[Entries provided]
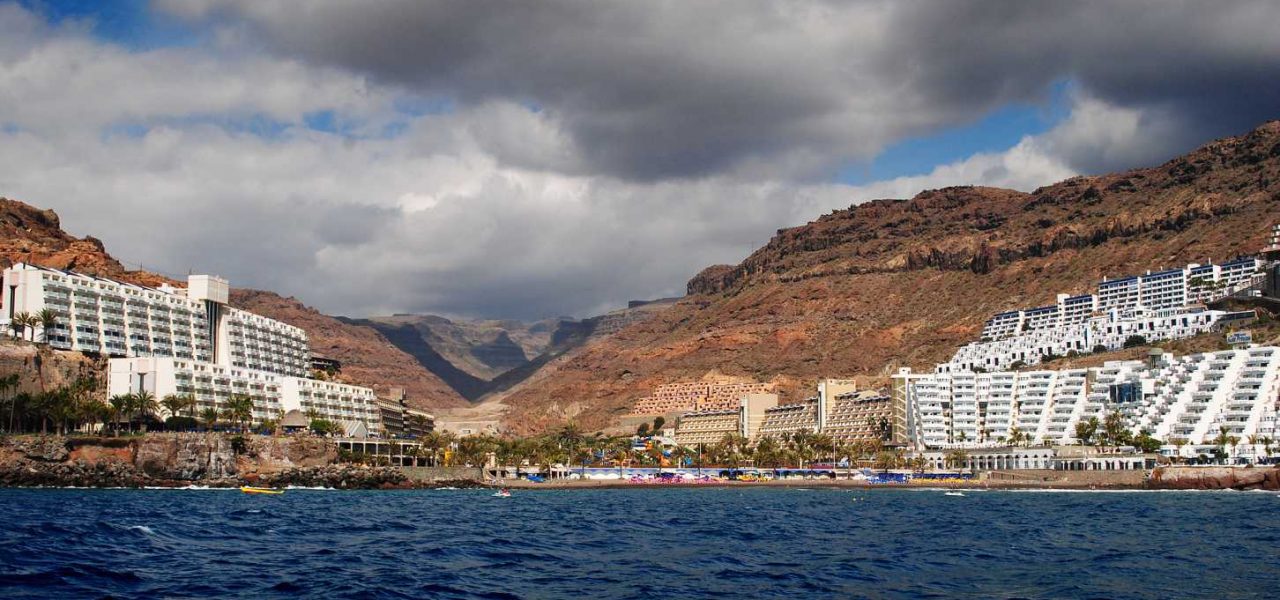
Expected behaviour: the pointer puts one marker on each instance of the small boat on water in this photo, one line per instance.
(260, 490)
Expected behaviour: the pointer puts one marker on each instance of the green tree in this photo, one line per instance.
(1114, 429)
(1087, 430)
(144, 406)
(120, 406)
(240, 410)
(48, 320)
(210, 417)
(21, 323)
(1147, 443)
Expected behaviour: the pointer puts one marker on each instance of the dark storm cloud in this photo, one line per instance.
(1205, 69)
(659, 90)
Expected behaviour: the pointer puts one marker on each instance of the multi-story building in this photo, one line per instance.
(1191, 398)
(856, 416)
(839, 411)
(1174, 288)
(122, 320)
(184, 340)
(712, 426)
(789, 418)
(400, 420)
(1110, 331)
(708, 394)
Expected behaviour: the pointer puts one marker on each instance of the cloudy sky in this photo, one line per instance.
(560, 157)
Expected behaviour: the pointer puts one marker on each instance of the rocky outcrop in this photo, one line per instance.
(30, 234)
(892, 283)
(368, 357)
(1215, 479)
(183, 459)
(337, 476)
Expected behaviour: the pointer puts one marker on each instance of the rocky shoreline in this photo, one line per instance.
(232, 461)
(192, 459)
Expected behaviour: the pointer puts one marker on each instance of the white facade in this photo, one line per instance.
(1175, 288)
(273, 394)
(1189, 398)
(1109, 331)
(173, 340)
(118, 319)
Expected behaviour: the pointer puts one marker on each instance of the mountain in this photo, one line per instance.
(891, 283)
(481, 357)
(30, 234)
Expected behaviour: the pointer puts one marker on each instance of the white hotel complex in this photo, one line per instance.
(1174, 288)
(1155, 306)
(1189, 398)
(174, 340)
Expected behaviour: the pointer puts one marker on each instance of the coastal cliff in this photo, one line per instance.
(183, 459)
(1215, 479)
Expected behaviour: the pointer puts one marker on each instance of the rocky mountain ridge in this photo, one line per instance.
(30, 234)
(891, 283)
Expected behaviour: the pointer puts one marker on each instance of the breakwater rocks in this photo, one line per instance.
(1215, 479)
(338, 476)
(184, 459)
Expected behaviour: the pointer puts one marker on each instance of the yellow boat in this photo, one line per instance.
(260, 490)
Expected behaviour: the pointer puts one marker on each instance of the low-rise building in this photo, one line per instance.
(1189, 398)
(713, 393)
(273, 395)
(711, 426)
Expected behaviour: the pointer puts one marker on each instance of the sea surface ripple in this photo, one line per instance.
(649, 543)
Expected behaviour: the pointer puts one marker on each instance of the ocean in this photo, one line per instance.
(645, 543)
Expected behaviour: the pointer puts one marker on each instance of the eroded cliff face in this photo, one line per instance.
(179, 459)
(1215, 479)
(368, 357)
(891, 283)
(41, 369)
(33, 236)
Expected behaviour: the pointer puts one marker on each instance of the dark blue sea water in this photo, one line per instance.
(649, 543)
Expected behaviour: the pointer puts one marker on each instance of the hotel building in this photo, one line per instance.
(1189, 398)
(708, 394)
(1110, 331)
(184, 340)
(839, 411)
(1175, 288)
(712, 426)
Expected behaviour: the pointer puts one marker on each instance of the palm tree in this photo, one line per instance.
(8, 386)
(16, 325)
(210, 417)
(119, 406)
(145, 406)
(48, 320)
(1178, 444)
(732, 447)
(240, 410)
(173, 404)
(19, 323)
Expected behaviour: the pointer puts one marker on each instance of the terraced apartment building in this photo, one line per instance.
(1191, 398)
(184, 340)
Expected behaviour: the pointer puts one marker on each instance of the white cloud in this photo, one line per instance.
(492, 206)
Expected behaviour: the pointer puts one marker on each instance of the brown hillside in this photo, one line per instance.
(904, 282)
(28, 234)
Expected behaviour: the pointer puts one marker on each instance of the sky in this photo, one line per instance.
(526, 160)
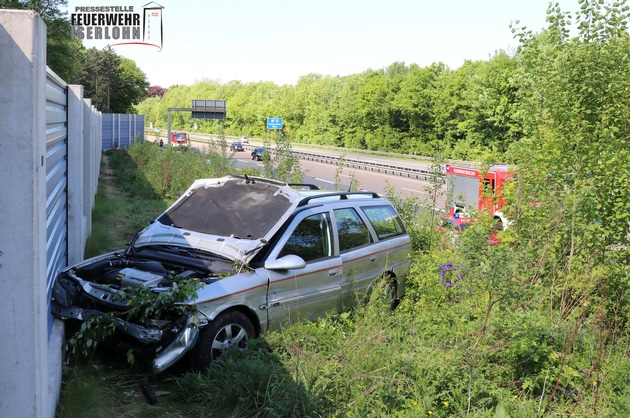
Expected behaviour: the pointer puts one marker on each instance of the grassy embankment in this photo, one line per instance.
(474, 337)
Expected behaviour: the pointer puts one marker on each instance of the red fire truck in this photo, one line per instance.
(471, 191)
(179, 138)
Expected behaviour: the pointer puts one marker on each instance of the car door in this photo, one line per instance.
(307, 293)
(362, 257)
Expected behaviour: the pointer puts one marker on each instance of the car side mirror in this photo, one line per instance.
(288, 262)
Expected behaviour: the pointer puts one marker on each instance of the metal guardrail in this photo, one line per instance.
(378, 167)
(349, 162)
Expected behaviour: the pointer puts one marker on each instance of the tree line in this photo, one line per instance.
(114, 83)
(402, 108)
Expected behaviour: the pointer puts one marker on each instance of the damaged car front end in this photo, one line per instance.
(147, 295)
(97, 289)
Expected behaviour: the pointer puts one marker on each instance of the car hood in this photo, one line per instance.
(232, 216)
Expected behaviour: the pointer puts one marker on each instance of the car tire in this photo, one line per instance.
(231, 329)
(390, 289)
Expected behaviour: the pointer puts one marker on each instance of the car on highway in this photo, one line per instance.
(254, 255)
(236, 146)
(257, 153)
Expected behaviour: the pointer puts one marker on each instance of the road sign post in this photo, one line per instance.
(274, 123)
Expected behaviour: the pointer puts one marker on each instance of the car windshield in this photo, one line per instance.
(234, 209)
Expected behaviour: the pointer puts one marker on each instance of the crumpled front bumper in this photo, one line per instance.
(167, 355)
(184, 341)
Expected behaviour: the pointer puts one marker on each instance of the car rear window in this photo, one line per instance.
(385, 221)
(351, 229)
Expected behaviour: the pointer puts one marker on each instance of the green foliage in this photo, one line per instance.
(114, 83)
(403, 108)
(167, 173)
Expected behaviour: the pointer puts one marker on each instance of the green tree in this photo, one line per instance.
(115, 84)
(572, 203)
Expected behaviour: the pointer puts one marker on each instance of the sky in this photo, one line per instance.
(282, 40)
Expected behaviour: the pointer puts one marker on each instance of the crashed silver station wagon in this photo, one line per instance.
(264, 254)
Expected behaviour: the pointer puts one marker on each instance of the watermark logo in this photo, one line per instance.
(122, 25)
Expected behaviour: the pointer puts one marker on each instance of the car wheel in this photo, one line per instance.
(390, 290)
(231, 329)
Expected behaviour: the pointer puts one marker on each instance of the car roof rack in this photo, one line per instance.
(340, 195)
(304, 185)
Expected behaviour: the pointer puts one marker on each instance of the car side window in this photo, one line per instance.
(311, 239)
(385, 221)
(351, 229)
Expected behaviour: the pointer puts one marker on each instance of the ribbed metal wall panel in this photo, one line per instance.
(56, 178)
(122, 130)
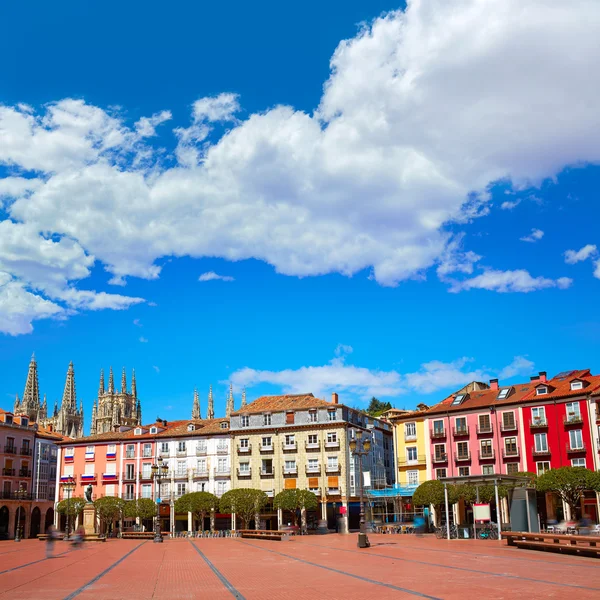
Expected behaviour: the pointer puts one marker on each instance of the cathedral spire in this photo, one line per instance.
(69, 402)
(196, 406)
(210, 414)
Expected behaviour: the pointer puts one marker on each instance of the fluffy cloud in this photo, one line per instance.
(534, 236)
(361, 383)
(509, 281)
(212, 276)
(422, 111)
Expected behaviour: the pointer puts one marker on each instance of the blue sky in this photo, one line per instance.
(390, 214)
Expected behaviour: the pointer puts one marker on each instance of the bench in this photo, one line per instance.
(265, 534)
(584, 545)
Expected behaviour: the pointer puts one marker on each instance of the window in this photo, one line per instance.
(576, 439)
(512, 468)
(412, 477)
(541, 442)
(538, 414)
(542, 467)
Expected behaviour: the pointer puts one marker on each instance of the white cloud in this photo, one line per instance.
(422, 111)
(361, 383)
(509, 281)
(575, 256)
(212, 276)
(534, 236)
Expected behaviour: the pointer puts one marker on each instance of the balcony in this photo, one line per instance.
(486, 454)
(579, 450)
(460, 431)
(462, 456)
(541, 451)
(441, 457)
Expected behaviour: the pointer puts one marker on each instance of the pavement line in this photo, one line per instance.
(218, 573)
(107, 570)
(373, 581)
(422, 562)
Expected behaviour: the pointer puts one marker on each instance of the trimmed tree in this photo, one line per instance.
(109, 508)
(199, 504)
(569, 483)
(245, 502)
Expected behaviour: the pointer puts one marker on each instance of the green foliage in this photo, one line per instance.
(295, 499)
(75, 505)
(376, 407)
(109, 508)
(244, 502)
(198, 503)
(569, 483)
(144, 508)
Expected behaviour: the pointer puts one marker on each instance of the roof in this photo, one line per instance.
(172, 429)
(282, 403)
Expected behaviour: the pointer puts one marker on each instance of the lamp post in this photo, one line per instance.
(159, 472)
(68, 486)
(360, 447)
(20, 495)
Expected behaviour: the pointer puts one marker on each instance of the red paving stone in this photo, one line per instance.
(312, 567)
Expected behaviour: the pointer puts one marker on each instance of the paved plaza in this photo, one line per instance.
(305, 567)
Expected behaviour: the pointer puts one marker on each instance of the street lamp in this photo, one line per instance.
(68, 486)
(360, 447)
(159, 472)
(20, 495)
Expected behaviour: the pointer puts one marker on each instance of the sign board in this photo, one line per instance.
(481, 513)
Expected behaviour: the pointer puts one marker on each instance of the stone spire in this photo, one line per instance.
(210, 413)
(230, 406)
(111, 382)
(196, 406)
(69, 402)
[/Entries provided]
▶ **Work request**
Set down only the lines from the line with "lamp in this photo, one line per instance." through the last line of the data above, keeping both the first and the last.

▶ **Solved problem**
Expected behaviour: the pointer puts one marker on each instance of the street lamp in this photo, one line per instance.
(68, 486)
(360, 447)
(159, 472)
(20, 495)
Expected behaviour: the pointer puts one marker on each instance of the sign board in this photo, one line per instance.
(481, 513)
Expected behaviour: the pointer puts one marker on each instance of the stone spire in this photo, one line per instance.
(210, 413)
(230, 406)
(111, 382)
(196, 406)
(69, 402)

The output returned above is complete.